- **TASK TO CARRY OUT**: Reproduce the listing below word for word, from its first line to its last.

--- start ENTRIES SUPPLIED ---

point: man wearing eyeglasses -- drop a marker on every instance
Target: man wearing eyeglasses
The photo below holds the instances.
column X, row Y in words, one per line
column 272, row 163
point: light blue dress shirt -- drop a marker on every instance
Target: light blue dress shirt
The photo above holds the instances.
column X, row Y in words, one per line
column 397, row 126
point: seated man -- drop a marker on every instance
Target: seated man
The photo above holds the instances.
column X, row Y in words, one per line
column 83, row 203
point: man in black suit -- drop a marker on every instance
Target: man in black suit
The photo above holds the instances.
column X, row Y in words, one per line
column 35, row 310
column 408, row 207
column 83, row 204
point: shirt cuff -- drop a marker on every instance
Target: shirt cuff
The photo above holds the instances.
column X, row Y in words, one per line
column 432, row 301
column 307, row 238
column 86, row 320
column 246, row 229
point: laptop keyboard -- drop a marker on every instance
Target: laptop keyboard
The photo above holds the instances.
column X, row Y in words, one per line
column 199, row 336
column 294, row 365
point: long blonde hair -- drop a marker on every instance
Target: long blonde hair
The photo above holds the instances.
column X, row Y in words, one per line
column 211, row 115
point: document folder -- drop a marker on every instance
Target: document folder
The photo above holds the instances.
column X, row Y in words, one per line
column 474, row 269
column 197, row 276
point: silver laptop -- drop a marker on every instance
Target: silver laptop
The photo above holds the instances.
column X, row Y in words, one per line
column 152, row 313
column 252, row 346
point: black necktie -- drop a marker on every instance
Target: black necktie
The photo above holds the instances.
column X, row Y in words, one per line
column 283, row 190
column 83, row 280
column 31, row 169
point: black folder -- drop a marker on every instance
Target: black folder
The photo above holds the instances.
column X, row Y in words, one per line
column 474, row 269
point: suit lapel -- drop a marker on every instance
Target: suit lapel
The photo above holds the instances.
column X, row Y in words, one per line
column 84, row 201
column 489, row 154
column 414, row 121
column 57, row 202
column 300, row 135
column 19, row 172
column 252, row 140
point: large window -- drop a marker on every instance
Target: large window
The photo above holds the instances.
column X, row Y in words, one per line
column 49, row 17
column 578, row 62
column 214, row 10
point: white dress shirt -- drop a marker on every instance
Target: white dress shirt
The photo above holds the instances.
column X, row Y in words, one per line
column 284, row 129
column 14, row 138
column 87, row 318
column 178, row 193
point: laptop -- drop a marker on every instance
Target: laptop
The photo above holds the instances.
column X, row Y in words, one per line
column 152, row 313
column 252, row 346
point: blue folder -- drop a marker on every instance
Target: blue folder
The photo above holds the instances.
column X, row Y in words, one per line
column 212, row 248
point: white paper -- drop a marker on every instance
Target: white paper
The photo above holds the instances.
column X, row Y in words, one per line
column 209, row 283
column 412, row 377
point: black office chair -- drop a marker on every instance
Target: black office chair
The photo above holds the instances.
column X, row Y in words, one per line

--- end ENTRIES SUPPLIED ---

- **EXPECTED ANSWER**:
point: man wearing eyeglasses -- drop a marker on every instance
Target: man wearing eyeglasses
The photo below holds the instances.
column X, row Y in words, one per line
column 272, row 163
point: light blue dress shirt -- drop a marker on every instance
Target: light blue dress shirt
The photo above holds the instances.
column X, row Y in words, one per line
column 397, row 126
point: seated man -- drop a marker on every instance
Target: seated man
The photo above holds the instances.
column X, row Y in words, one per line
column 83, row 203
point: man in black suit -- drop a marker on every instance
Target: man in black suit
The photo above holds the instances.
column X, row Y in words, one per line
column 35, row 310
column 408, row 207
column 83, row 204
point: shirt cuff -- drop a marker on every instance
Target: shirt cuff
The photo above holds the instances.
column X, row Y in words, one per line
column 432, row 301
column 307, row 238
column 86, row 320
column 246, row 229
point: laptop keyboard -- drop a marker on every instance
Target: laptop keyboard
The photo above holds the instances.
column X, row Y in words, one per line
column 199, row 336
column 294, row 365
point: long blonde hair -- drop a marker on every instance
Target: long blonde hair
The photo above holds the instances.
column X, row Y in words, one per line
column 211, row 115
point: document folder -- drop a marker on every instance
Target: document folder
The photo above holds the instances.
column X, row Y in words, one per line
column 474, row 269
column 197, row 276
point: silver laptop -- drop a marker on every instance
Target: silver laptop
The photo above holds the instances.
column X, row Y in words, one per line
column 152, row 313
column 252, row 346
point: black necktie -- drop a marker on every instance
Target: black necktie
The photo above holds the instances.
column X, row Y in words, one per line
column 283, row 190
column 83, row 280
column 31, row 169
point: black folder -- drop a marker on every instance
Target: black folder
The photo above holds the instances.
column X, row Y in words, one per line
column 474, row 269
point: suit lapel -- drop a marker on every instance
Target: suit lapel
The photo above holds the instances.
column X, row Y in words, one per line
column 84, row 201
column 489, row 154
column 414, row 121
column 57, row 202
column 300, row 135
column 19, row 172
column 252, row 140
point: large window -- drop a marker on every instance
Target: large window
The photo above holds the instances.
column X, row Y in words, one per line
column 49, row 17
column 578, row 62
column 214, row 10
point: white dress shirt -- drop a marker on every instance
Target: white dress shirt
The photo above holds the instances.
column X, row Y in words, one per line
column 284, row 129
column 14, row 138
column 87, row 318
column 178, row 193
point: laptop -- drop a marker on every instance
Target: laptop
The photo above holds the instances.
column X, row Y in words, one per line
column 152, row 313
column 252, row 346
point: blue folder -- drop a marker on every instance
Target: blue folder
The photo above holds the instances.
column X, row Y in words, one per line
column 212, row 248
point: white paper -- drop a marker on every instance
Target: white paper
The photo above holds the instances.
column X, row Y in words, one per line
column 209, row 283
column 412, row 377
point: black office chair -- drop a marker on every instance
Target: black office chair
The photo above holds the instances.
column X, row Y in words, one per line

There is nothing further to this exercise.